[Entries from a pointing dataset]
□ □ □
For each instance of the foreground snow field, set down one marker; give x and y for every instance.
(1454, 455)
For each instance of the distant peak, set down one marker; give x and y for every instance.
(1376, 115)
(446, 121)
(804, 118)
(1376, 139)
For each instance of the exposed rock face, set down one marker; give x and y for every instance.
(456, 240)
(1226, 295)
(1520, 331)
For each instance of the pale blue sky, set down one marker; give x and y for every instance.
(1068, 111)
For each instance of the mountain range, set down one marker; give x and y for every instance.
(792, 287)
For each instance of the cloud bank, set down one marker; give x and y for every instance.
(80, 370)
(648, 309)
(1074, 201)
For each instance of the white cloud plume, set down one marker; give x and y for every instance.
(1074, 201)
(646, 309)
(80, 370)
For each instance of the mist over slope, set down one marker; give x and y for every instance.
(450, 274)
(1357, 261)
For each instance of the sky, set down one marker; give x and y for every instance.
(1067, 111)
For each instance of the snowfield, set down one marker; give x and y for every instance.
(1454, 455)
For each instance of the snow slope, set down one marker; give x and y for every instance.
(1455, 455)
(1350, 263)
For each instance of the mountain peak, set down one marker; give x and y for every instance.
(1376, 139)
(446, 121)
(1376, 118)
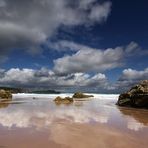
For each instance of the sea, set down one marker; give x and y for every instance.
(36, 121)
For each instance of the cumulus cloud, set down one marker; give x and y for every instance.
(131, 74)
(46, 78)
(130, 77)
(27, 24)
(89, 59)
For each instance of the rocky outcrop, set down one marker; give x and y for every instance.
(59, 100)
(137, 96)
(81, 95)
(4, 94)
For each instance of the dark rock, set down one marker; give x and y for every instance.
(81, 95)
(137, 96)
(59, 100)
(5, 94)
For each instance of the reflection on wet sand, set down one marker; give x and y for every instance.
(82, 124)
(5, 103)
(136, 119)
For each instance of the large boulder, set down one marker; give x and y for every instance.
(137, 96)
(4, 94)
(59, 100)
(81, 95)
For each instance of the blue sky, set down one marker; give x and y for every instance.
(63, 44)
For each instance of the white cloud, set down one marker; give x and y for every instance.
(47, 78)
(27, 24)
(131, 74)
(89, 60)
(86, 59)
(130, 77)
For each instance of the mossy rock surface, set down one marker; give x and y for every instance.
(137, 96)
(59, 100)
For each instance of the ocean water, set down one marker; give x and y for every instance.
(35, 121)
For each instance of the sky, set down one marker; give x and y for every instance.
(87, 45)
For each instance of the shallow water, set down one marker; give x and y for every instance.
(35, 121)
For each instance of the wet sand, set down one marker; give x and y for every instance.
(36, 123)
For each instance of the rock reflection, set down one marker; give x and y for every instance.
(136, 119)
(5, 103)
(42, 118)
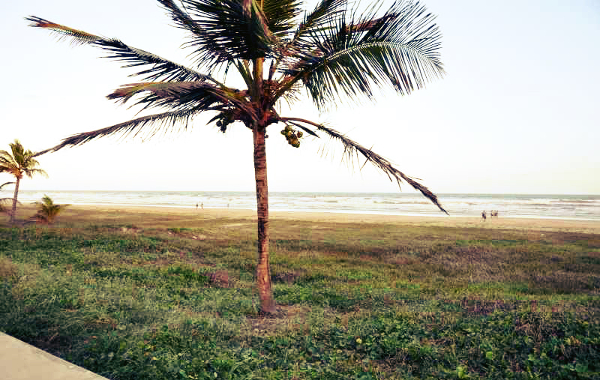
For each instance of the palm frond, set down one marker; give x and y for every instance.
(182, 96)
(223, 30)
(155, 67)
(322, 16)
(401, 49)
(281, 15)
(135, 127)
(352, 150)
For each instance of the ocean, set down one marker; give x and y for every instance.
(582, 207)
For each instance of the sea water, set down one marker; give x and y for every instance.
(584, 207)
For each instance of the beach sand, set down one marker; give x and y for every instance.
(149, 215)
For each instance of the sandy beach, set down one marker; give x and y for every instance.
(189, 215)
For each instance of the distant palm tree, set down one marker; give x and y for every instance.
(278, 50)
(47, 210)
(19, 162)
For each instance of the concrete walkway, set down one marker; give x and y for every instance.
(21, 361)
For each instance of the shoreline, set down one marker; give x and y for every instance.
(540, 224)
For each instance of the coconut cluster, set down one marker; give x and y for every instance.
(293, 137)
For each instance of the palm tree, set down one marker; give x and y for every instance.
(47, 210)
(278, 50)
(20, 163)
(4, 200)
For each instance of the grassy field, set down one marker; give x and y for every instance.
(146, 295)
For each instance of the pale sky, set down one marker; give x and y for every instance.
(517, 111)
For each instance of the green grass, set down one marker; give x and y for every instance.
(135, 299)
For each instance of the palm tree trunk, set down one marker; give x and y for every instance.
(263, 272)
(14, 208)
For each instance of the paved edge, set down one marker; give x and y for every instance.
(22, 361)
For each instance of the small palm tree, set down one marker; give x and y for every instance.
(4, 200)
(47, 210)
(19, 162)
(278, 50)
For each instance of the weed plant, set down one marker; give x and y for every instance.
(175, 300)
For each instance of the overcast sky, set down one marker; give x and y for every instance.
(517, 111)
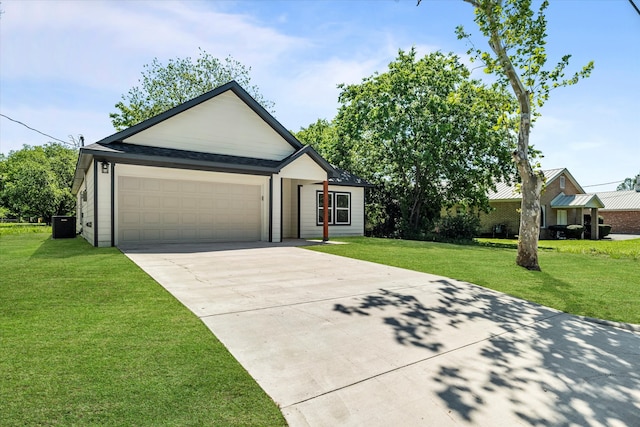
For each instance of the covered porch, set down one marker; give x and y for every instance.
(577, 209)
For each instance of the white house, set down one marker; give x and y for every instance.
(218, 168)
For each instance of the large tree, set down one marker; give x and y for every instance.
(517, 57)
(424, 133)
(164, 86)
(36, 181)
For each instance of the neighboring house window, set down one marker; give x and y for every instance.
(339, 208)
(561, 217)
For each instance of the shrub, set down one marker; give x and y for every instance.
(463, 227)
(604, 230)
(574, 231)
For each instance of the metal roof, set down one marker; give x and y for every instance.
(506, 191)
(577, 201)
(620, 200)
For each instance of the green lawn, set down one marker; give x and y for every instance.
(87, 338)
(605, 285)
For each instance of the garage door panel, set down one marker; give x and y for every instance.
(189, 219)
(151, 185)
(151, 218)
(151, 201)
(130, 218)
(170, 202)
(156, 210)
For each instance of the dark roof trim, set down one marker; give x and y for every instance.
(347, 179)
(232, 86)
(307, 149)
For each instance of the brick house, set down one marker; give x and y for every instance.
(622, 210)
(563, 202)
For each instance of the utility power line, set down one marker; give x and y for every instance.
(35, 130)
(606, 183)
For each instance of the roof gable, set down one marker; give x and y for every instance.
(577, 201)
(226, 120)
(507, 192)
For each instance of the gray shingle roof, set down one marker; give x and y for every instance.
(348, 179)
(620, 200)
(168, 156)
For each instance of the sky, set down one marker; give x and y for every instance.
(65, 64)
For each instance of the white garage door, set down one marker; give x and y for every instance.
(160, 210)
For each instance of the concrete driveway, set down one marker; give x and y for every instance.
(341, 342)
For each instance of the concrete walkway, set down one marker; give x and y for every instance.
(341, 342)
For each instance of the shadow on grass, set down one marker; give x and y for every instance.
(541, 367)
(65, 248)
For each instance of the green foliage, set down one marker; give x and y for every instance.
(22, 228)
(518, 58)
(629, 184)
(89, 339)
(164, 86)
(455, 228)
(36, 181)
(512, 27)
(603, 230)
(574, 231)
(424, 133)
(601, 286)
(604, 248)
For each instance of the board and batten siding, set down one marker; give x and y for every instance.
(88, 206)
(308, 211)
(222, 125)
(104, 207)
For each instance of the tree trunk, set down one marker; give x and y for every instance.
(529, 218)
(531, 182)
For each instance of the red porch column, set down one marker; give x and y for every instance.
(325, 211)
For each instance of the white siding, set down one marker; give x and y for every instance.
(308, 212)
(221, 125)
(304, 167)
(288, 227)
(104, 207)
(276, 197)
(87, 206)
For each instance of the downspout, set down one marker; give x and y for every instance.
(95, 202)
(325, 209)
(299, 191)
(281, 211)
(113, 203)
(271, 208)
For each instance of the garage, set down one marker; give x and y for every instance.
(153, 210)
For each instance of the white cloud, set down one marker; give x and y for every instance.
(105, 44)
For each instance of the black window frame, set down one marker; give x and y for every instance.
(333, 208)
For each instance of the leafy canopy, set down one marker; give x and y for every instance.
(163, 87)
(517, 57)
(36, 181)
(629, 184)
(511, 26)
(424, 132)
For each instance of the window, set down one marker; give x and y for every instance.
(561, 217)
(339, 208)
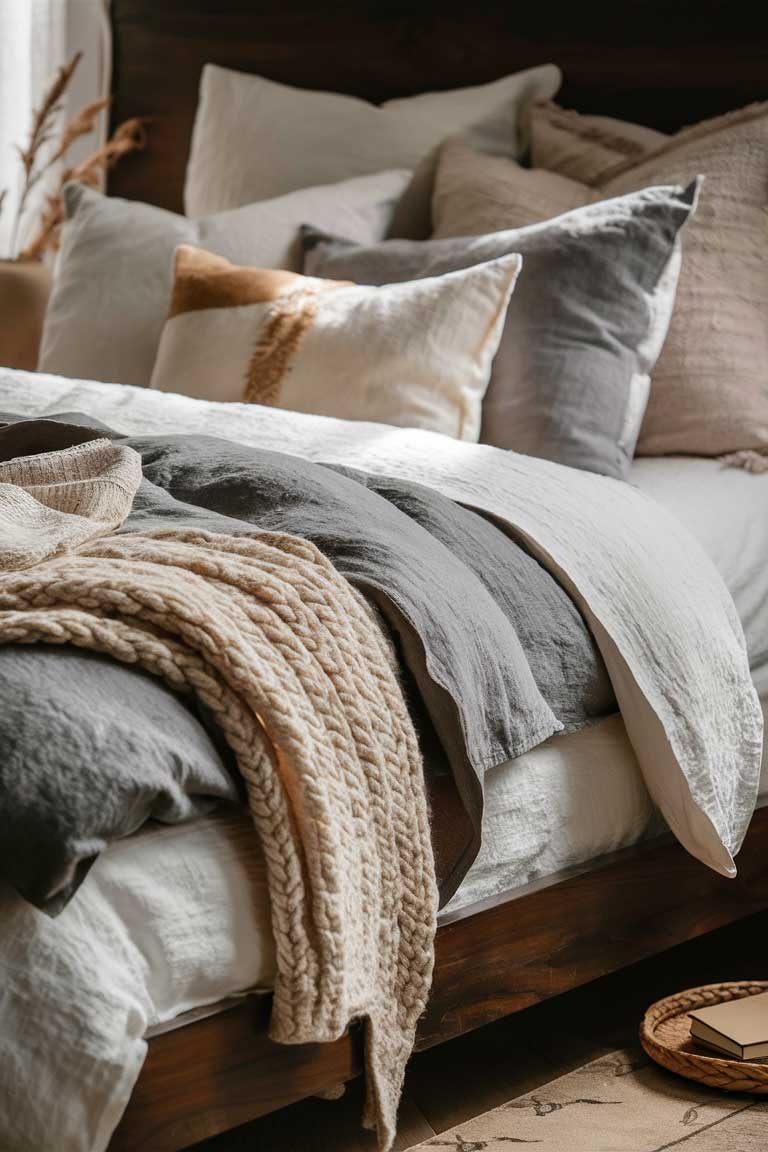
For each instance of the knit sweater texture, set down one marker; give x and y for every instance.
(303, 683)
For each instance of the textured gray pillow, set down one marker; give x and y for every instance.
(89, 750)
(584, 328)
(114, 273)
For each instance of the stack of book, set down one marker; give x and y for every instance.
(737, 1029)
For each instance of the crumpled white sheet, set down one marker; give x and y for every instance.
(673, 644)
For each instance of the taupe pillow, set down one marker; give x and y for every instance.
(709, 393)
(595, 293)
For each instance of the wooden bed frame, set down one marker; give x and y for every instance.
(660, 63)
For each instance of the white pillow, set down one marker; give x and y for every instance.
(253, 138)
(114, 274)
(416, 354)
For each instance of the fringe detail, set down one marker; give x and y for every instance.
(749, 460)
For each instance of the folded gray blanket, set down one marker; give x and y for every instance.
(500, 656)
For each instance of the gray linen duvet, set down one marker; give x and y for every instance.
(497, 654)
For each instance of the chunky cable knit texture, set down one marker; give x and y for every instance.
(303, 684)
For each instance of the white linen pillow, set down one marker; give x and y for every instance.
(416, 354)
(114, 274)
(253, 138)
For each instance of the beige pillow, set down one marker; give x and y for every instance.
(415, 354)
(114, 271)
(709, 388)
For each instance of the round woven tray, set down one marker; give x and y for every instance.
(666, 1036)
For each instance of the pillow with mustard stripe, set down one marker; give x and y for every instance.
(416, 354)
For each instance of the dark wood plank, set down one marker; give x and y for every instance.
(492, 960)
(644, 60)
(221, 1071)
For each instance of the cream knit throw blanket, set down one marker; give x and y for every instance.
(302, 682)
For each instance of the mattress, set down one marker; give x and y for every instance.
(177, 919)
(203, 933)
(582, 795)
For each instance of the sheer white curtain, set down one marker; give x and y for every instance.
(36, 38)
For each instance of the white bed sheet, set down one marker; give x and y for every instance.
(582, 795)
(176, 918)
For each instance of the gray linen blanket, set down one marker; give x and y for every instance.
(499, 653)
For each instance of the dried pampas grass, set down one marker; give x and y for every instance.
(127, 137)
(39, 160)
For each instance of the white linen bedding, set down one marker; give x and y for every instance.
(660, 613)
(176, 918)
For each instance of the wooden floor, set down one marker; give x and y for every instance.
(478, 1071)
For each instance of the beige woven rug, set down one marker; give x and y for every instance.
(622, 1103)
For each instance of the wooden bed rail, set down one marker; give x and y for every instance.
(493, 959)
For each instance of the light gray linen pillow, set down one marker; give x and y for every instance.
(584, 327)
(114, 274)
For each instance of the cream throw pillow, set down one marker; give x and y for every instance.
(114, 273)
(415, 354)
(255, 138)
(709, 388)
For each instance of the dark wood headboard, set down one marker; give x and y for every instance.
(660, 62)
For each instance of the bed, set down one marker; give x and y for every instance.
(531, 919)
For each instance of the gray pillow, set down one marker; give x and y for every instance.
(90, 749)
(584, 327)
(114, 273)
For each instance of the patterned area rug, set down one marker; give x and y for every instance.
(622, 1103)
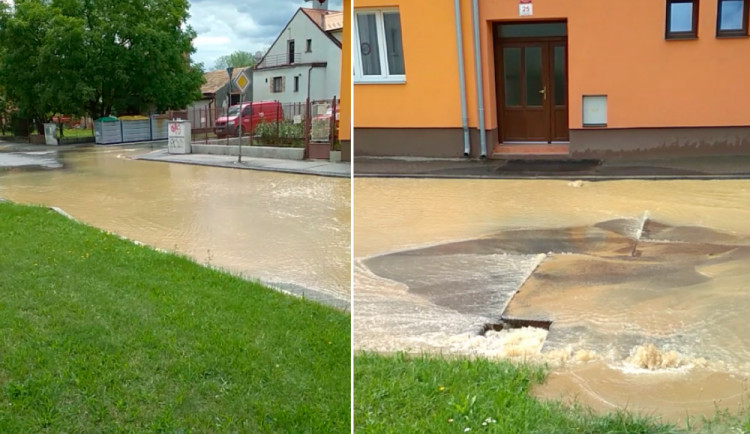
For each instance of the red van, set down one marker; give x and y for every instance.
(252, 115)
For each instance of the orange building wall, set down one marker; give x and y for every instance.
(345, 111)
(614, 48)
(430, 96)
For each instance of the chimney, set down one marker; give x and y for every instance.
(319, 4)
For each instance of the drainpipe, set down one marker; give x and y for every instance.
(480, 87)
(462, 77)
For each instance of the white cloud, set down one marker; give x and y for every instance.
(248, 25)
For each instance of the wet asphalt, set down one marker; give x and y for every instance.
(705, 167)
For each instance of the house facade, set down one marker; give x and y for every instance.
(345, 92)
(304, 60)
(575, 78)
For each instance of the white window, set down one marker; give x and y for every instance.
(379, 54)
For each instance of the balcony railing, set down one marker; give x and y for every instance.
(281, 60)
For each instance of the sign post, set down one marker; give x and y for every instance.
(242, 82)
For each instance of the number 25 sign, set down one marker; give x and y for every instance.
(525, 9)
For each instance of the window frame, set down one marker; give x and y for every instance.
(385, 77)
(281, 84)
(743, 32)
(691, 34)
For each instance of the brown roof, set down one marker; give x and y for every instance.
(215, 80)
(318, 17)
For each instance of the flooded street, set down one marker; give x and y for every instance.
(292, 231)
(634, 292)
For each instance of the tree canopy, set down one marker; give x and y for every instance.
(238, 59)
(98, 57)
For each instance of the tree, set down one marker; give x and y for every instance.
(236, 59)
(99, 57)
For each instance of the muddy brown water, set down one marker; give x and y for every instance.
(292, 231)
(646, 284)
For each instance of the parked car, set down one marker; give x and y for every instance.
(252, 115)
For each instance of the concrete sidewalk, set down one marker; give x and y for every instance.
(712, 167)
(304, 167)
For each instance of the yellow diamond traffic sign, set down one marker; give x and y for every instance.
(242, 81)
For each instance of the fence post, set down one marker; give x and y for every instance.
(278, 124)
(307, 128)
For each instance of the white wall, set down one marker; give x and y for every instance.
(324, 82)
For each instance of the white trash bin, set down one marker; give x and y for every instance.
(179, 137)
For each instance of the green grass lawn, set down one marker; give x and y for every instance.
(98, 334)
(399, 393)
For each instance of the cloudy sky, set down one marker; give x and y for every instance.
(224, 26)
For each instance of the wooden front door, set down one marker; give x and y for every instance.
(532, 89)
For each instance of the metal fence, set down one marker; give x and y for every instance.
(271, 123)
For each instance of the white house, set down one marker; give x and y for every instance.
(304, 61)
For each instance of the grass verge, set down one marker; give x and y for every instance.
(401, 393)
(98, 334)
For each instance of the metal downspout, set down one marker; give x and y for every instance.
(462, 77)
(480, 87)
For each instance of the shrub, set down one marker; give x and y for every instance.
(281, 133)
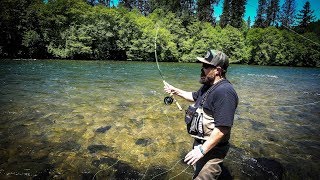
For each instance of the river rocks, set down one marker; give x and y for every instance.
(69, 146)
(263, 168)
(123, 170)
(144, 141)
(99, 147)
(103, 129)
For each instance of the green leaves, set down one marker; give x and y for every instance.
(72, 29)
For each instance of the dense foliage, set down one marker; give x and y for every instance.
(73, 29)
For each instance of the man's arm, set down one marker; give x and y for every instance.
(217, 134)
(173, 90)
(199, 151)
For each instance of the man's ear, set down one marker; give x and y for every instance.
(219, 71)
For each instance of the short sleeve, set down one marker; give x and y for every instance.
(223, 103)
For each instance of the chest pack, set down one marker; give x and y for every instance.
(198, 122)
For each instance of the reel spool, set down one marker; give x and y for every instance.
(168, 100)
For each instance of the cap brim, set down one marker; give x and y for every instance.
(203, 60)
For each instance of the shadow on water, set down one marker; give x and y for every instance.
(80, 121)
(243, 167)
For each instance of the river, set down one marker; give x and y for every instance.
(107, 120)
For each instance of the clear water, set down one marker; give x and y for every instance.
(107, 120)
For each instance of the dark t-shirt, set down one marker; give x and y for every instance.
(221, 103)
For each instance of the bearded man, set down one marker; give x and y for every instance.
(209, 120)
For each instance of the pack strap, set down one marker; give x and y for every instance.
(213, 87)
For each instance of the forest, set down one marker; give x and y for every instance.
(183, 30)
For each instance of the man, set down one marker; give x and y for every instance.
(215, 103)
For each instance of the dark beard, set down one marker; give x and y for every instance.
(205, 79)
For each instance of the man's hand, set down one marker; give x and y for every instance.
(168, 88)
(193, 156)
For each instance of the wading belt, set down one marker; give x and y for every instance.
(213, 87)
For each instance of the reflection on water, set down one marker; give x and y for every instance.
(107, 120)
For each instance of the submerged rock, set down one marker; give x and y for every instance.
(103, 129)
(69, 146)
(99, 147)
(123, 170)
(263, 168)
(144, 141)
(157, 173)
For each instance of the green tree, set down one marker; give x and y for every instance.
(272, 12)
(237, 12)
(287, 15)
(305, 16)
(226, 13)
(260, 20)
(205, 10)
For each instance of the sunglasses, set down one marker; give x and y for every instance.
(206, 66)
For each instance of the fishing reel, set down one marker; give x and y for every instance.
(168, 100)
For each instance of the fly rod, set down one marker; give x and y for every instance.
(169, 99)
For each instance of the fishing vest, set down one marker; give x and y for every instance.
(200, 124)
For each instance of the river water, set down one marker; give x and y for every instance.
(107, 120)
□ □ □
__WHAT IS NEEDED__:
Exactly reproduce the lines beginning with the one that contains "For each instance of the man, set" and ending with the last line of the material, both included. Leave out everything else.

__PROBLEM SOLUTION__:
For each instance of the man, set down one marker; give x and y for every instance.
(215, 103)
For each instance of the dark beard, set down one marker; give x and y for every instance.
(205, 79)
For each instance of the man's hand, set down one marker; give x and y for every instance.
(168, 88)
(193, 156)
For each instance of the wading belt, set down one marker; give x and y for every instance.
(213, 87)
For each instance of the reflection on water, set down one marker; give x and y for every instance.
(107, 120)
For each instance of the submerged rock, set down one marker; give x and y for every instance.
(103, 129)
(69, 146)
(99, 147)
(123, 170)
(263, 168)
(144, 141)
(157, 173)
For each instance of the green tree, set down one marker; give x and y for every instance.
(272, 12)
(237, 12)
(287, 15)
(305, 16)
(226, 13)
(260, 20)
(205, 10)
For each instance of the sunglasses, set down one marker; give x and y for every instance.
(206, 66)
For each instance of the fishing reel, set down one marker; give x and y for every instance.
(168, 100)
For each instance of the fly rod, set down one marker; give x and y for every instance.
(169, 99)
For each instance of the fishing vest, set down one marker; give x and y for every instance.
(200, 124)
For each instance of the river water, set down one marker; give x and y for every instance.
(107, 120)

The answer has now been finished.